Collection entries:
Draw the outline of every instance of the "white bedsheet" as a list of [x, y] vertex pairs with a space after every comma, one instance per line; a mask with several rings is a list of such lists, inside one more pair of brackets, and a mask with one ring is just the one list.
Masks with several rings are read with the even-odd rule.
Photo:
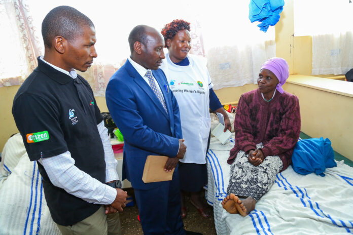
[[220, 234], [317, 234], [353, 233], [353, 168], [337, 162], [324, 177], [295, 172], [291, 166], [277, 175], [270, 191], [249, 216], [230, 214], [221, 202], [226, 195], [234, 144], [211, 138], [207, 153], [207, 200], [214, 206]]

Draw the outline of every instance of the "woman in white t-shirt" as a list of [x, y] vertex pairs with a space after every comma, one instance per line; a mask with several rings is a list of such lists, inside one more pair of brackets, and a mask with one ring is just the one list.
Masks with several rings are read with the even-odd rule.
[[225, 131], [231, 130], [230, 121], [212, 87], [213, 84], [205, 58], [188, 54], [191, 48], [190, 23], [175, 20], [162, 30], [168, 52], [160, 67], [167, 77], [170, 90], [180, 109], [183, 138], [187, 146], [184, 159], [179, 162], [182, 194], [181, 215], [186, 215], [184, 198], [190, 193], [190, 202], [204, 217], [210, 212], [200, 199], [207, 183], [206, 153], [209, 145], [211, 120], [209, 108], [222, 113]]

...

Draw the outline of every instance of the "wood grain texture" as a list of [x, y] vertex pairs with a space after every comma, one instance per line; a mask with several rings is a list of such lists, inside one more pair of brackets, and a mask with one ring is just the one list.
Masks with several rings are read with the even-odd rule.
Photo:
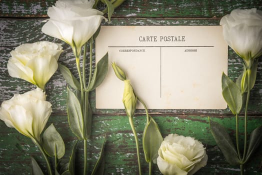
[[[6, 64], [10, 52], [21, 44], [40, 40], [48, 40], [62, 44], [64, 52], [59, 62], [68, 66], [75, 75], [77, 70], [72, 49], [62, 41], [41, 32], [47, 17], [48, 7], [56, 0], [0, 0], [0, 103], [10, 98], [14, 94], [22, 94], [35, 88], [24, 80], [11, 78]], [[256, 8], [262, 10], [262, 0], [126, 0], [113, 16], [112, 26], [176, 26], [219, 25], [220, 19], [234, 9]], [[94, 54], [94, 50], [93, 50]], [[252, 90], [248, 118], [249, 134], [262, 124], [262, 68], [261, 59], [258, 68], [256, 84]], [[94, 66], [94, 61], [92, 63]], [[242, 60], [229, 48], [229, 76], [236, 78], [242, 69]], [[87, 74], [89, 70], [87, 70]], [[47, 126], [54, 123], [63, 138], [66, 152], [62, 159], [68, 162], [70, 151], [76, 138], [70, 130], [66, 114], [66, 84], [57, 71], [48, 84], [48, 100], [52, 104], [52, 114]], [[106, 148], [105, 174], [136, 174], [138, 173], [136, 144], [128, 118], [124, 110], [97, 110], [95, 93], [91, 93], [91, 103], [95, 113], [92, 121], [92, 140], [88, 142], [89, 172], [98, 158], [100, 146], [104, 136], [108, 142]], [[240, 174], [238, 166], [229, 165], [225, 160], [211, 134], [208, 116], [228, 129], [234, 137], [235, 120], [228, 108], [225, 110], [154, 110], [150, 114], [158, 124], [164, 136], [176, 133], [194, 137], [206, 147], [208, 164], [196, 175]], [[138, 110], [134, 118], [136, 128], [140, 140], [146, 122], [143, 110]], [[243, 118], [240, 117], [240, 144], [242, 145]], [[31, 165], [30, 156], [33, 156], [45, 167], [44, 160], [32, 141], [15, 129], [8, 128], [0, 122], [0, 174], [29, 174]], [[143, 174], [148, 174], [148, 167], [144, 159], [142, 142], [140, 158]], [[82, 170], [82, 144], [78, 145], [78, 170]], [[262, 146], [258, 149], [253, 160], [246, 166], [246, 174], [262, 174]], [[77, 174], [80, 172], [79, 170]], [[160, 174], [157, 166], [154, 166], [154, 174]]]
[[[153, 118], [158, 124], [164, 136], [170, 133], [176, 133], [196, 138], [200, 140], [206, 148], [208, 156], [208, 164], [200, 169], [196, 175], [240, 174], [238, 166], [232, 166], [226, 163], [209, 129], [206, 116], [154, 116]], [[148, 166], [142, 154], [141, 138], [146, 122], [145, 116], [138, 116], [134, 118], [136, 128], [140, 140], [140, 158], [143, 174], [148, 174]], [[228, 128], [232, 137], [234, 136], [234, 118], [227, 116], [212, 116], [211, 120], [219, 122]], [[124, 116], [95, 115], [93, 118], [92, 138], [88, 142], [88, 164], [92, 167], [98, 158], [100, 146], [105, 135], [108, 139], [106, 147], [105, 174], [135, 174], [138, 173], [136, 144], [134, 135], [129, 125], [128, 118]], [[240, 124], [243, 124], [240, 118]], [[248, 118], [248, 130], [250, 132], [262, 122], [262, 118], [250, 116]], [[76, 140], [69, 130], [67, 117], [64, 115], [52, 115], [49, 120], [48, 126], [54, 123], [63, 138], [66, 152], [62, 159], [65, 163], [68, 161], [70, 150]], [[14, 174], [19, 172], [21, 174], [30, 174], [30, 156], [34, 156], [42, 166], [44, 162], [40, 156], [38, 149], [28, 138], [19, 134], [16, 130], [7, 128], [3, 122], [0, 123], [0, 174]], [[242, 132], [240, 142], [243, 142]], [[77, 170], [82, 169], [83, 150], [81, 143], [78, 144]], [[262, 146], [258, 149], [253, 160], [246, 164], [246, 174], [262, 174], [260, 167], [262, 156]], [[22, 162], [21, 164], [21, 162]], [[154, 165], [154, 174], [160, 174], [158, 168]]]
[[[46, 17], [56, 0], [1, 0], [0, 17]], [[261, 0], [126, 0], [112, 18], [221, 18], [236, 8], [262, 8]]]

...

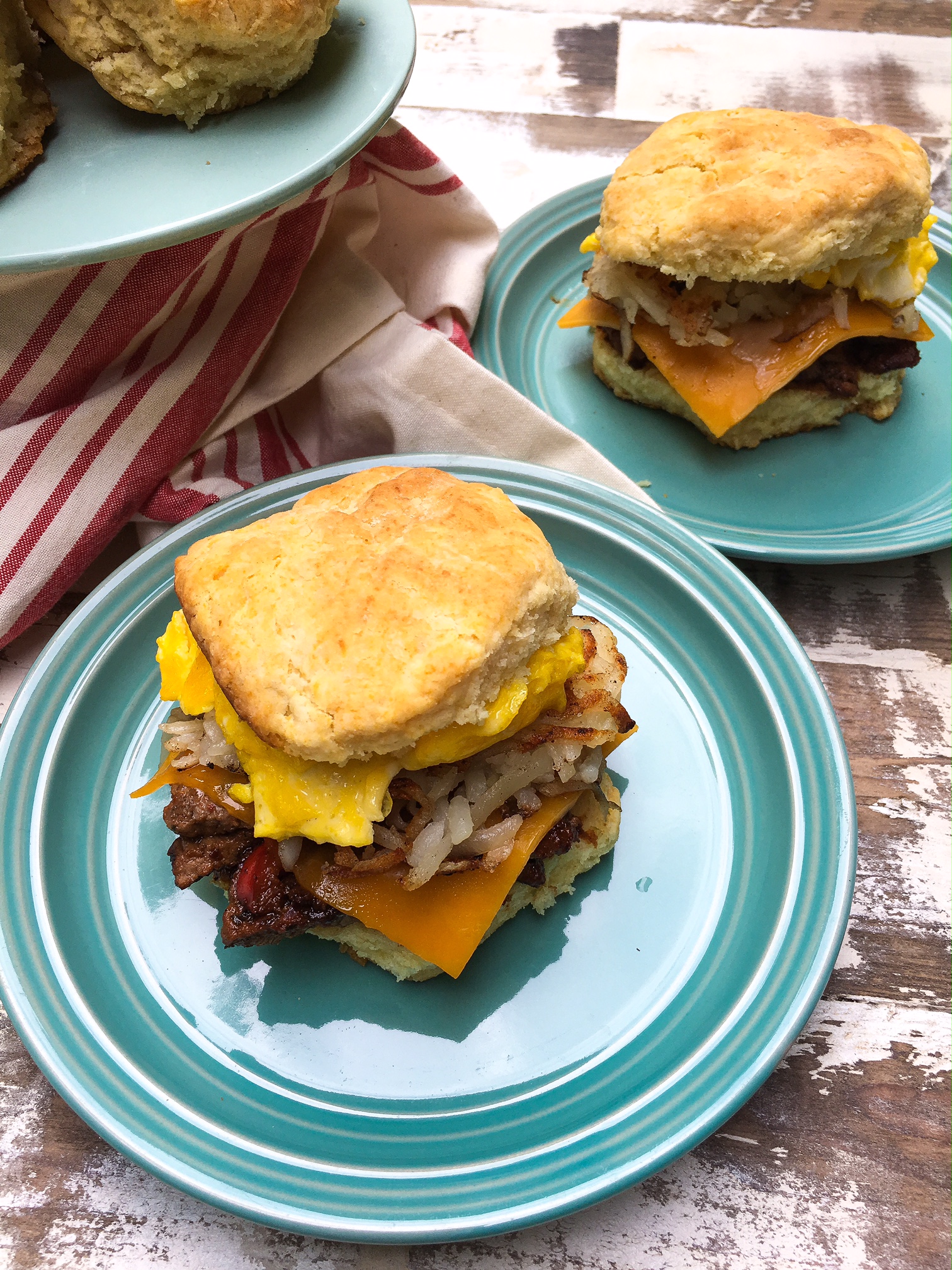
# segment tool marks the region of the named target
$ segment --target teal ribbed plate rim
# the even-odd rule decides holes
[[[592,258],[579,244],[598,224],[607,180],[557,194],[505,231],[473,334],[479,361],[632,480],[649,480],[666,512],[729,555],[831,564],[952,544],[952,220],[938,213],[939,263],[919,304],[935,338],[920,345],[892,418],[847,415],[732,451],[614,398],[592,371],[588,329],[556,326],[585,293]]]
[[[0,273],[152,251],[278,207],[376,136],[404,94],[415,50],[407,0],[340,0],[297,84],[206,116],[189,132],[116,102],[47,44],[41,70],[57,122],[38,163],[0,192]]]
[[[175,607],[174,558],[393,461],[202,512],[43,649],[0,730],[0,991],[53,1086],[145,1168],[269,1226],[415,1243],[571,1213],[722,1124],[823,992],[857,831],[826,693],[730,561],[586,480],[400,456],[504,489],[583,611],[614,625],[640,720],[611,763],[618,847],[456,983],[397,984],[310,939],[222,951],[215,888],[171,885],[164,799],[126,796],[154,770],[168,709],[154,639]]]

• Aim: Gather every line of the items above that contains the string "segment", matching case exactly, and copy each such line in full.

• Written solution:
# segment tool marks the region of the named target
$ segment --target teal ribbed plate rim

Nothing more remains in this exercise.